- **Given instruction**:
Send back the records in full, character for character.

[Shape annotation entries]
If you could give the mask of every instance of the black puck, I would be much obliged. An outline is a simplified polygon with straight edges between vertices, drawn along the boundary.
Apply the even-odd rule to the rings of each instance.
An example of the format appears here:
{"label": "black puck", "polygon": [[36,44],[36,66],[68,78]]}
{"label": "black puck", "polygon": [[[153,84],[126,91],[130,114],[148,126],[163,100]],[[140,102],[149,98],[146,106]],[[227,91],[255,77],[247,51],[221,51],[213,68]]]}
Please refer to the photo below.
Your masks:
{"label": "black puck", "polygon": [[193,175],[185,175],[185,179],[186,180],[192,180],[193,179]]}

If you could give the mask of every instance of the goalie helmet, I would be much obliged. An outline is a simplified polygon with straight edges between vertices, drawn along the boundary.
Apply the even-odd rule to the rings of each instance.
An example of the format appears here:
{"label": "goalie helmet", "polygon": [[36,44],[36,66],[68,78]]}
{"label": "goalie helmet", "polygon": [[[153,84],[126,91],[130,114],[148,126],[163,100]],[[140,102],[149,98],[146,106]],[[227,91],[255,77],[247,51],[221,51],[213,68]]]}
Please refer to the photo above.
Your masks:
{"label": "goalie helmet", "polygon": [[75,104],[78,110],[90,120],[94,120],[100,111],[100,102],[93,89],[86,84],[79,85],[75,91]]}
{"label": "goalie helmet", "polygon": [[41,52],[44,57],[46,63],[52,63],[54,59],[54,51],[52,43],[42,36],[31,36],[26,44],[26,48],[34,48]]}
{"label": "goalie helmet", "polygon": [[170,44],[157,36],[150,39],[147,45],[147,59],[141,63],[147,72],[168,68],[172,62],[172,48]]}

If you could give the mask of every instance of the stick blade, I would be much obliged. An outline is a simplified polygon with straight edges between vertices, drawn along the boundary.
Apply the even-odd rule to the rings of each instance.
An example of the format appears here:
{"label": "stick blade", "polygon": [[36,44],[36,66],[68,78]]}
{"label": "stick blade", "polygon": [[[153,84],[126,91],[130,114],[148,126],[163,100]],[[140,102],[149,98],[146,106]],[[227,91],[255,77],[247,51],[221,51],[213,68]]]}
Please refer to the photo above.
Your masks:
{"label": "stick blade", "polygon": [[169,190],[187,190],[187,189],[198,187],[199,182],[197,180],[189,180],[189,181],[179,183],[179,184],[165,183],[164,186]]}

- **Completed task**:
If you could give the mask of every instance of the black puck, I would be much obliged. An outline is a simplified polygon with straight edges between vertices, drawn along the boundary.
Apply the even-odd rule to the rings of each instance.
An example of the format appears here:
{"label": "black puck", "polygon": [[36,44],[36,66],[68,78]]}
{"label": "black puck", "polygon": [[[153,84],[126,91],[130,114],[148,126],[163,100]],[[140,102],[149,98],[146,106]],[[227,91],[255,77],[247,51],[221,51],[213,68]]]}
Please refer to the photo below.
Your masks:
{"label": "black puck", "polygon": [[193,175],[185,175],[185,179],[186,180],[192,180],[193,179]]}

If you could give the mask of every instance of the goalie helmet, I would be much obliged. An outline is a simplified polygon with straight edges between vertices, drawn along the boundary.
Apply the even-odd rule to the rings of each instance.
An example of the format appears here:
{"label": "goalie helmet", "polygon": [[36,44],[36,66],[68,78]]}
{"label": "goalie helmet", "polygon": [[[153,84],[126,91],[130,114],[148,126],[163,100]],[[140,102],[149,98],[146,106]],[[227,91],[255,77],[247,51],[221,51],[213,68]]]}
Please refer to the photo above.
Your masks:
{"label": "goalie helmet", "polygon": [[75,104],[78,110],[90,120],[94,120],[100,111],[100,102],[93,89],[86,84],[79,85],[75,91]]}
{"label": "goalie helmet", "polygon": [[41,52],[44,57],[46,63],[52,63],[54,59],[54,51],[52,43],[42,36],[31,36],[26,44],[26,48],[34,48]]}
{"label": "goalie helmet", "polygon": [[170,44],[157,36],[150,39],[147,45],[147,59],[141,63],[147,72],[168,68],[172,62],[172,48]]}

If you could give the mask of every instance of the stick blade, I would be much obliged. An outline is a simplified polygon with straight edges between vertices, drawn along the boundary.
Apply the even-odd rule to the rings of each instance.
An example of the format appears here:
{"label": "stick blade", "polygon": [[36,44],[36,66],[68,78]]}
{"label": "stick blade", "polygon": [[[153,84],[126,91],[130,114],[148,126],[163,100]],[[140,102],[149,98],[146,106]],[[227,91],[255,77],[247,51],[221,51],[213,68]]]}
Please refer to the photo above.
Your masks:
{"label": "stick blade", "polygon": [[169,190],[187,190],[187,189],[198,187],[199,182],[197,180],[189,180],[189,181],[179,183],[179,184],[165,183],[164,186]]}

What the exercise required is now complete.